**** RECORDED DATA ****

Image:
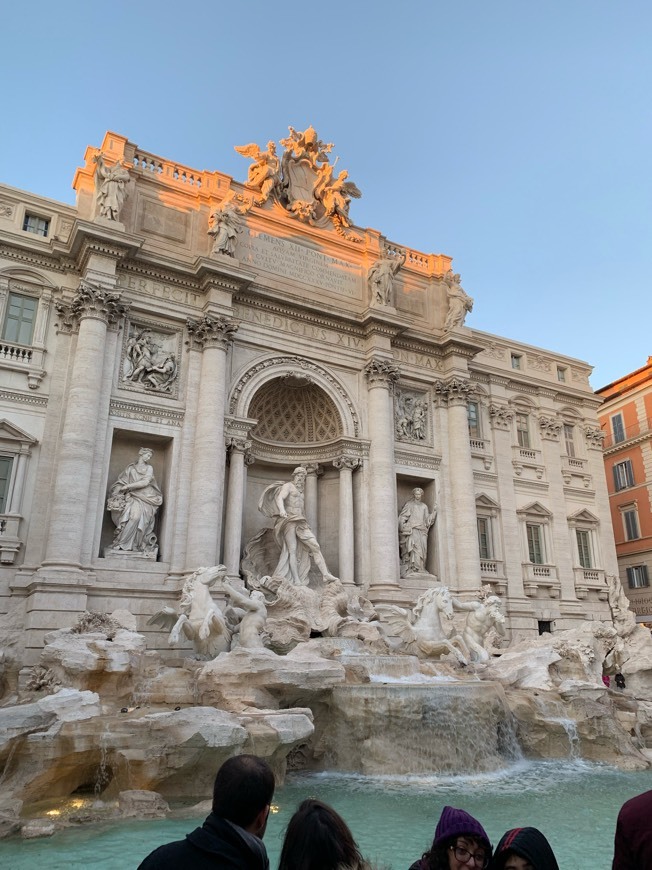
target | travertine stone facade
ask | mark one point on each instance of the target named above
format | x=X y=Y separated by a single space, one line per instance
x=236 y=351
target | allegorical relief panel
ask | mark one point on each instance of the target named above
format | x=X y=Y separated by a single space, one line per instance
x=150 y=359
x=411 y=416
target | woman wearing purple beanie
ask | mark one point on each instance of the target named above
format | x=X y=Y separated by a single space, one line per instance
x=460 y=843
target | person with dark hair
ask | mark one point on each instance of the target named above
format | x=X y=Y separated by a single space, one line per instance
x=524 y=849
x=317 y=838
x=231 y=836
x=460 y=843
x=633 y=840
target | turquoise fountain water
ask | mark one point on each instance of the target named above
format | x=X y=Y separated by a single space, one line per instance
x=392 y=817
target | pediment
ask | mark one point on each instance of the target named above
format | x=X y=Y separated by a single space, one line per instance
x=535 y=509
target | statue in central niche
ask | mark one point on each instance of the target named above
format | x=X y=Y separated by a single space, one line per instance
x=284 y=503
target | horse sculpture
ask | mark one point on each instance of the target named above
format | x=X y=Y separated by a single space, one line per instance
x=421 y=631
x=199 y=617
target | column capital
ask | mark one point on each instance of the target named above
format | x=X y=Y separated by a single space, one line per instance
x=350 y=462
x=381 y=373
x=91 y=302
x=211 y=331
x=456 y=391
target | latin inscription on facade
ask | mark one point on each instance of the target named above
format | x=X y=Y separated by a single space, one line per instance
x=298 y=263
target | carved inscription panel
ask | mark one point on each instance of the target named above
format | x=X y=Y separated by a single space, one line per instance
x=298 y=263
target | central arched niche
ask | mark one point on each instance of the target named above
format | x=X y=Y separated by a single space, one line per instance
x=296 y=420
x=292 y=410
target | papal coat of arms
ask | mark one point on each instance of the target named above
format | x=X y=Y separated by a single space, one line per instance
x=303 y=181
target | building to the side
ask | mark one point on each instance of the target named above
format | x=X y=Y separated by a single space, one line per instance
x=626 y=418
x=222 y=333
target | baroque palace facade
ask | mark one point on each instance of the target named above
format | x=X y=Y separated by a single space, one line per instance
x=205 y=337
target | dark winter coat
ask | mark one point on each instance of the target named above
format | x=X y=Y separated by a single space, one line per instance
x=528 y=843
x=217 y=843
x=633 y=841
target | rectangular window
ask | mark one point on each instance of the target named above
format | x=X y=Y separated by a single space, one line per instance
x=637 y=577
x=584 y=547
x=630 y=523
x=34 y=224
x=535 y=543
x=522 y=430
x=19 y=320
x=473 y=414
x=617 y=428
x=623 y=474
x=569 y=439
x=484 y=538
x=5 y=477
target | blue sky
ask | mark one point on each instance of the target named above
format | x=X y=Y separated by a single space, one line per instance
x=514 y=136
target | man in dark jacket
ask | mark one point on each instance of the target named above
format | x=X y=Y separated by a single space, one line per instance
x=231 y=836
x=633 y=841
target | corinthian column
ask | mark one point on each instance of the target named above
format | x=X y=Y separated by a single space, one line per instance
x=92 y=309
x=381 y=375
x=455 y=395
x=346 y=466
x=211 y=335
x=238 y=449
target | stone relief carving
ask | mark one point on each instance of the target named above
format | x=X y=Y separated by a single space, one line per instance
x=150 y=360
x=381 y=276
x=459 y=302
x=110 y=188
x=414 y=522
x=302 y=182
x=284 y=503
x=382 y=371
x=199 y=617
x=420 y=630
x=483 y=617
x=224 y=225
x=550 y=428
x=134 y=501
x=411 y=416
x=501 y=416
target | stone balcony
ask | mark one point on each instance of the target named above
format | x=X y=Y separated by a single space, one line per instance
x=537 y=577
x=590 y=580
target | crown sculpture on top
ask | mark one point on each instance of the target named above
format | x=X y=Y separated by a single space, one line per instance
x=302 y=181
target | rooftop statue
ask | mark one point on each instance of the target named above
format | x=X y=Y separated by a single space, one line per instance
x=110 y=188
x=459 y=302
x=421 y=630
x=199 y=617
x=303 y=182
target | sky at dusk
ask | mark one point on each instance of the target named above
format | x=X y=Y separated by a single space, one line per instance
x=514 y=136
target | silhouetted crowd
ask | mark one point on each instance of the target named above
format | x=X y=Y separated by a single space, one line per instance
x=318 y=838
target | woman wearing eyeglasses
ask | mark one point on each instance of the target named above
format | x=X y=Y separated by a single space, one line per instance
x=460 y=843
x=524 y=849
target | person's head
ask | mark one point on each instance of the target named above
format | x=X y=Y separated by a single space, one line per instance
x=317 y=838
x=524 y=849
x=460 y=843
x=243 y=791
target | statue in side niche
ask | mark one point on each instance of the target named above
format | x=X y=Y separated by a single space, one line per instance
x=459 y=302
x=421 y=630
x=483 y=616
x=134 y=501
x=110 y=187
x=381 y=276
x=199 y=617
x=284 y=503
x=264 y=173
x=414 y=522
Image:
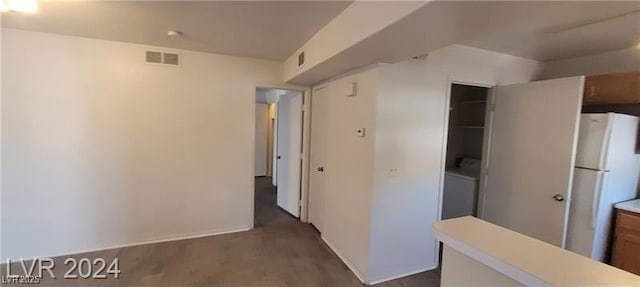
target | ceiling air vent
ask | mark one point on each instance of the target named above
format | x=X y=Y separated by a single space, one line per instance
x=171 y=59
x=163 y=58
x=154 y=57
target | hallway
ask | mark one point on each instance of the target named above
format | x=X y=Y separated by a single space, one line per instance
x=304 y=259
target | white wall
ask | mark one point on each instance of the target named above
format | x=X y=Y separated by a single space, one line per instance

****
**** RECORDED DATA ****

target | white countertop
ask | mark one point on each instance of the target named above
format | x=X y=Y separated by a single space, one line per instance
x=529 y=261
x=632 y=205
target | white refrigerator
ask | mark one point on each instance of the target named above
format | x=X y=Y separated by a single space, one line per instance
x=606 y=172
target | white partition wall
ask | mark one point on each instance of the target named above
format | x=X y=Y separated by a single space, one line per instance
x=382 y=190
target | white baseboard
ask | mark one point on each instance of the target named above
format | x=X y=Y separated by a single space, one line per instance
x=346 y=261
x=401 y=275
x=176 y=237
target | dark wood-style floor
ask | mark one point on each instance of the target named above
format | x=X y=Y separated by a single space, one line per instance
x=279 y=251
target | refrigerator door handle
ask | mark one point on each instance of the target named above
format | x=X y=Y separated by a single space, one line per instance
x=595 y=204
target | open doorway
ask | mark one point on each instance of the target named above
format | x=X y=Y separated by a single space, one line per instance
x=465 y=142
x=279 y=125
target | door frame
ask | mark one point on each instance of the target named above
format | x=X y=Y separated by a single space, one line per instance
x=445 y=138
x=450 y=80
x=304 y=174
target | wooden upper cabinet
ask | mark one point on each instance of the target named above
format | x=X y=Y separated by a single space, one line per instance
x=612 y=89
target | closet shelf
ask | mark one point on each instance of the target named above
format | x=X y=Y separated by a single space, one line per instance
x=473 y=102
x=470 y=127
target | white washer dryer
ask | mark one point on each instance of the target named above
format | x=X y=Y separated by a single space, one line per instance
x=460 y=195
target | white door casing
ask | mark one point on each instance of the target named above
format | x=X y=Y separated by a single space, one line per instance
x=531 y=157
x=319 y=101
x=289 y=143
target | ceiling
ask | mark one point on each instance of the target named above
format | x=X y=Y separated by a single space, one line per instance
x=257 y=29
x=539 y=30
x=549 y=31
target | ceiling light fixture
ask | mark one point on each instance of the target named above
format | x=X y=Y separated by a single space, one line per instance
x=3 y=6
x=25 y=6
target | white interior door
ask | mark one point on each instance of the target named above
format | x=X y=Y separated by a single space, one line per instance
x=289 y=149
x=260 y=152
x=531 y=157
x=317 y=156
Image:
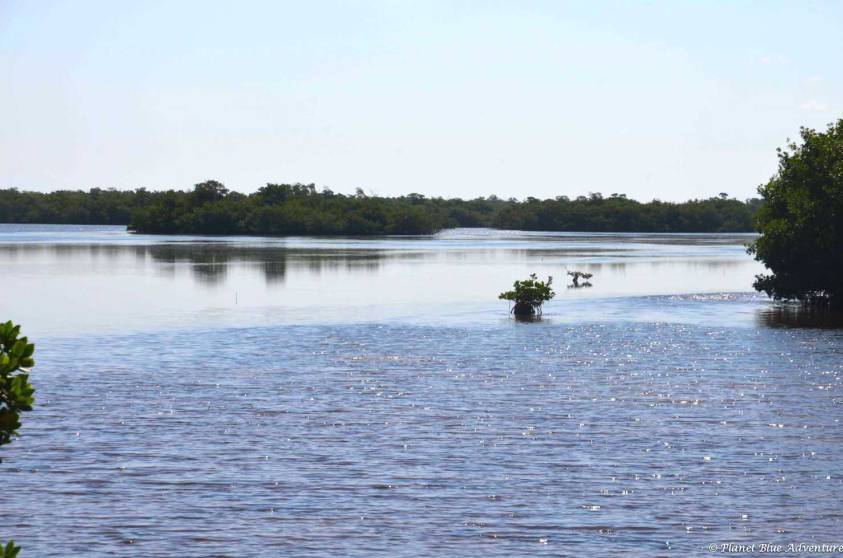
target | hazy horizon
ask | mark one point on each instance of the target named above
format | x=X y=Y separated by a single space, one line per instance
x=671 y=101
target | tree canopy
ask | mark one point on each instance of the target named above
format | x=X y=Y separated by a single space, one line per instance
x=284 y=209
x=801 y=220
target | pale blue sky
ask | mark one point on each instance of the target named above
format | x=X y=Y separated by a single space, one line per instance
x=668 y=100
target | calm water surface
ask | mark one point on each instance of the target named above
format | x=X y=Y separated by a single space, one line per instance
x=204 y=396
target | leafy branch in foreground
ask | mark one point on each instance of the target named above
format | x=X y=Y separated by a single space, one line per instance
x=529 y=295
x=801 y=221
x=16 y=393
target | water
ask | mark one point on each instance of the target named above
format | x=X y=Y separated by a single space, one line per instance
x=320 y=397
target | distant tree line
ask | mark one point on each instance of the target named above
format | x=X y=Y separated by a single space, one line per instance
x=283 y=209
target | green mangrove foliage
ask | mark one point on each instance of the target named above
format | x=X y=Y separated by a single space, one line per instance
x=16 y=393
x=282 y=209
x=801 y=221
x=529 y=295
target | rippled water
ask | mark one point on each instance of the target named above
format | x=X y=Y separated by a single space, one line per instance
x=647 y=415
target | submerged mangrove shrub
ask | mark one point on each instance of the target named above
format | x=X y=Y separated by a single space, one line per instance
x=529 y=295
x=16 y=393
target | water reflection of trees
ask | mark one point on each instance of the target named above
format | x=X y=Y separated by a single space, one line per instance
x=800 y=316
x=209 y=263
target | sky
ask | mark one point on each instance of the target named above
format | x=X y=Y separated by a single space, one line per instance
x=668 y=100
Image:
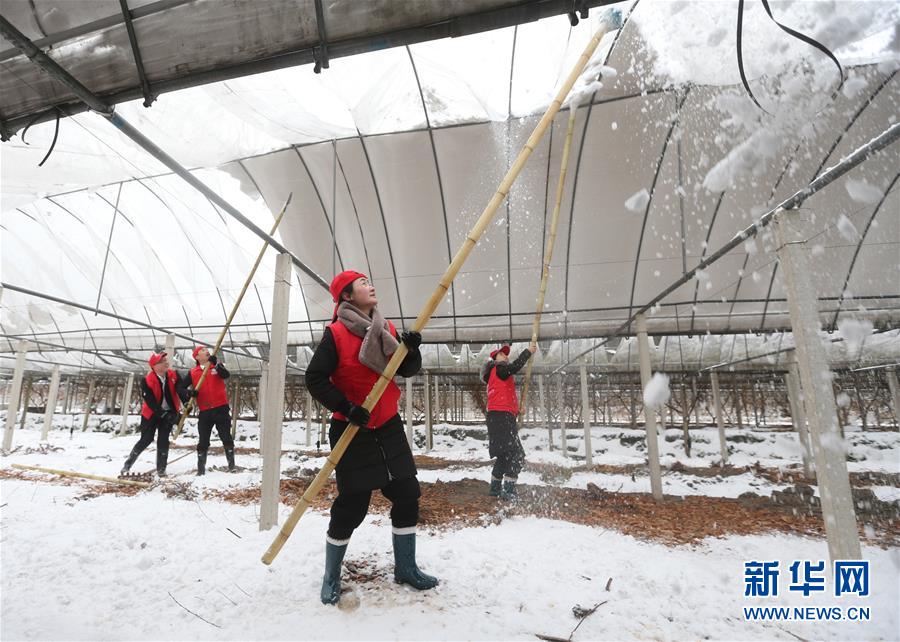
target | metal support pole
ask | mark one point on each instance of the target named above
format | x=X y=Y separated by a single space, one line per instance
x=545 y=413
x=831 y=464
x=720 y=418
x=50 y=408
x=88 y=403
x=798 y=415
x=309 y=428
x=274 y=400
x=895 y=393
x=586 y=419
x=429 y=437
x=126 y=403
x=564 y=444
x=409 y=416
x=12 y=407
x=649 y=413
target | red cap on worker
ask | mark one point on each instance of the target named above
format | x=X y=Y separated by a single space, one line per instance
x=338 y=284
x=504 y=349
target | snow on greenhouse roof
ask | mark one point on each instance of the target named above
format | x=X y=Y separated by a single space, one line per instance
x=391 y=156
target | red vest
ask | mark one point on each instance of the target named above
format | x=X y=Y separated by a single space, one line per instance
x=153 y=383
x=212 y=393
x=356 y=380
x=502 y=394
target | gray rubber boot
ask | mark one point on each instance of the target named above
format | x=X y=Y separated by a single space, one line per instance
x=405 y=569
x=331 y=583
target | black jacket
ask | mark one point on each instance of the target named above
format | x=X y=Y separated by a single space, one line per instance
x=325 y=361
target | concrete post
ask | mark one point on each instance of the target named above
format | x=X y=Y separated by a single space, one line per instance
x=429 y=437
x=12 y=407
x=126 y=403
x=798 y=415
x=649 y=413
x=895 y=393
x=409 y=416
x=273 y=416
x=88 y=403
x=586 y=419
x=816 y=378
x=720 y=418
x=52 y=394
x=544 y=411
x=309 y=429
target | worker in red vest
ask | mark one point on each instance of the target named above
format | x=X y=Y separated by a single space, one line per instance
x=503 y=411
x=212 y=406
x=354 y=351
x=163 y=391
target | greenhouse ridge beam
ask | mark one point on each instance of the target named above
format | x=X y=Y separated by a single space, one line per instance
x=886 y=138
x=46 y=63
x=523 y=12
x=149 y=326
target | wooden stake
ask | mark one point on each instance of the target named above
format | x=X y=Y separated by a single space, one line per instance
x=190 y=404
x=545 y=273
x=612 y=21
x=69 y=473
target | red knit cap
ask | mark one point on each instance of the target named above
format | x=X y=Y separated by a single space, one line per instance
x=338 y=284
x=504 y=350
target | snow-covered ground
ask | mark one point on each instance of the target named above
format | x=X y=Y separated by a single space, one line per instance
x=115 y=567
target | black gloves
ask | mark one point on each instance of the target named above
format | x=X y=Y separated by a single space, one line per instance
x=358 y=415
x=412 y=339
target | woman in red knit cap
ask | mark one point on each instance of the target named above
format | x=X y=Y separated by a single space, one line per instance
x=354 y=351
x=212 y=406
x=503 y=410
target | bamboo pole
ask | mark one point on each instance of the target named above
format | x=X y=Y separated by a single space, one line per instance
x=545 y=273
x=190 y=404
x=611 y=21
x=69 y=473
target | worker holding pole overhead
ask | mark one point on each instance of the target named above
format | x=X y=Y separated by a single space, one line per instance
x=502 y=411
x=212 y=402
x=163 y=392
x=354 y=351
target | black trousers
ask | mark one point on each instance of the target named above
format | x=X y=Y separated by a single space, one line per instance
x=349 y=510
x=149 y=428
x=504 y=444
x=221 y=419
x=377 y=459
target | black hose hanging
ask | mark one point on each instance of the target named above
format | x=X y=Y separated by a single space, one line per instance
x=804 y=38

****
**** RECORDED DATA ****

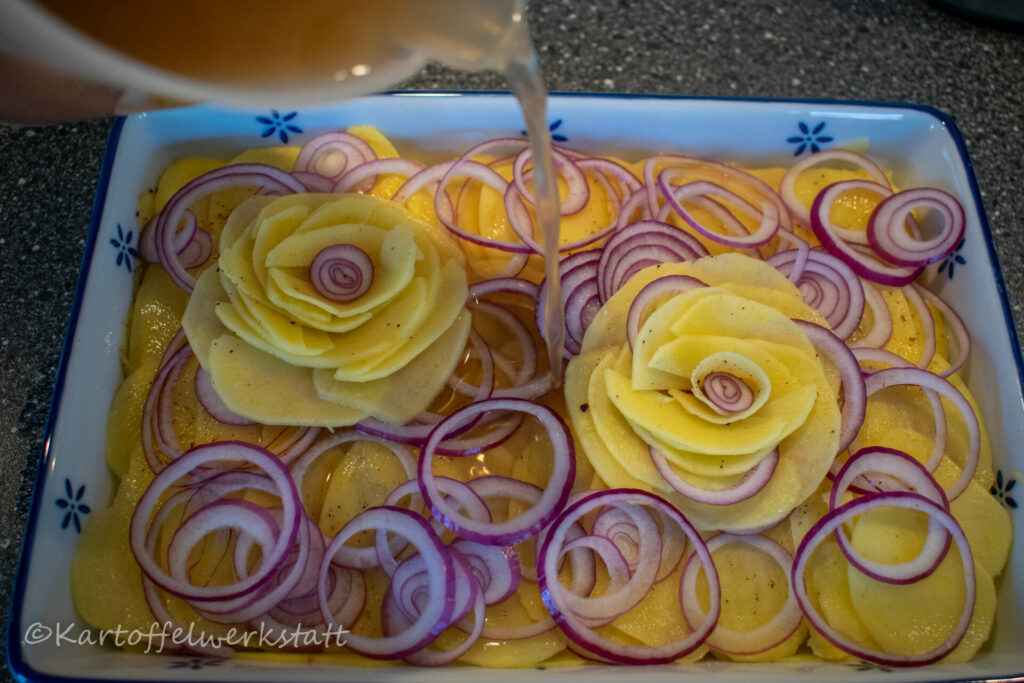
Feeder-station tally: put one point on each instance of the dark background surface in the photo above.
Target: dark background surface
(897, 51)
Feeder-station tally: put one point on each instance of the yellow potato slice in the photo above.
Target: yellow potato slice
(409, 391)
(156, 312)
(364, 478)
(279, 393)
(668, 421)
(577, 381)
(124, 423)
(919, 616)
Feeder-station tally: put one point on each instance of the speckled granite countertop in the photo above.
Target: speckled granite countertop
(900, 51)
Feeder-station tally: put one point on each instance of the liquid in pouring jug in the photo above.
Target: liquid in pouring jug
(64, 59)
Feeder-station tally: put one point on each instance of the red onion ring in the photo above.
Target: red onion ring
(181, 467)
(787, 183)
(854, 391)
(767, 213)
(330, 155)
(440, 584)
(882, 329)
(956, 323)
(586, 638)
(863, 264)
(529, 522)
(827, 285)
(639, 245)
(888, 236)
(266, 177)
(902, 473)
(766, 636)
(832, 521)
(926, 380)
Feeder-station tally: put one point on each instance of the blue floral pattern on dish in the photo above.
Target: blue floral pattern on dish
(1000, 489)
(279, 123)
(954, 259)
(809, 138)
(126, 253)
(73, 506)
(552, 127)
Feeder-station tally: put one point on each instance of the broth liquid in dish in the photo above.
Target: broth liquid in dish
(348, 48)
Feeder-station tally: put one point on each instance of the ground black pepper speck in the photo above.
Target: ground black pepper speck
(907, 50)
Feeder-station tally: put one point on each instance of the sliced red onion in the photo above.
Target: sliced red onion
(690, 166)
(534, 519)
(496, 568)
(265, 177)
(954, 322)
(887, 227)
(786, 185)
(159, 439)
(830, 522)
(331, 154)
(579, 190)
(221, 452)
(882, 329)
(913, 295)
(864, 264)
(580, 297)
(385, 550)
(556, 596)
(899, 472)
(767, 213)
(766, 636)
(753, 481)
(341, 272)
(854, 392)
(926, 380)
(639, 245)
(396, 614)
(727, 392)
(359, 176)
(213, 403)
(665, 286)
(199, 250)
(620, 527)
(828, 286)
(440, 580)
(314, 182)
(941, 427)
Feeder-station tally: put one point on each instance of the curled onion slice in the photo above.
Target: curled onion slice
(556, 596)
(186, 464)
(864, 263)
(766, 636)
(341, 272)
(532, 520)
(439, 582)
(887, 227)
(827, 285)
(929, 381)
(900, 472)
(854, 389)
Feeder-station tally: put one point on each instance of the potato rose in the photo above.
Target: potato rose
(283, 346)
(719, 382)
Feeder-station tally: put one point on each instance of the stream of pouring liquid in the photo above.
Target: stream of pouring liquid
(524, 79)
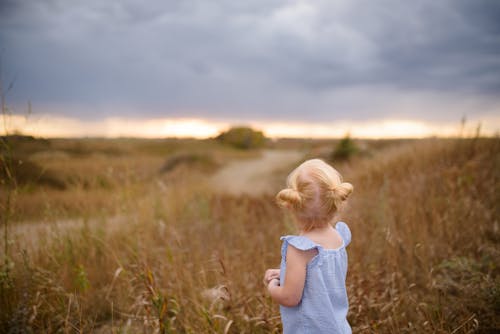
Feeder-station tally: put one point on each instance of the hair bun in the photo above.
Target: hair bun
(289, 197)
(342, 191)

****

> _WRITTEN REQUEST_: Write out the lines exactly as they appear, beginning with the line that contains "target | refrigerator door handle" and continuing through the line that contains "x=289 y=143", both included.

> _OUTPUT OF THE TASK_:
target | refrigerator door handle
ask | mark one point on each instance of the target named above
format | x=X y=Y separated by a single space, one line per instance
x=595 y=204
target | open doorway
ask | mark one point on each instance of the target named above
format | x=X y=Y separated by a single space, one line per instance
x=465 y=142
x=279 y=125
target | door frame
ask | mark one point on each instance of the target named above
format | x=X y=Y separated by a single space, one line per instance
x=445 y=138
x=450 y=80
x=304 y=174
target | wooden upper cabinet
ask | mark one point on each instance of the target named above
format | x=X y=Y separated by a single space, one line per instance
x=612 y=89
target | closet shelf
ask | mark one point on each instance of the target named above
format | x=X y=Y separated by a single space, one line per instance
x=473 y=102
x=470 y=127
target | white washer dryer
ask | mark one point on each instance of the target named above
format | x=X y=Y separated by a single space, one line per instance
x=460 y=195
target | white door casing
ask | mark one point on each instance of the target named above
format | x=X y=Y separated by a single space, one line per instance
x=531 y=157
x=319 y=101
x=289 y=143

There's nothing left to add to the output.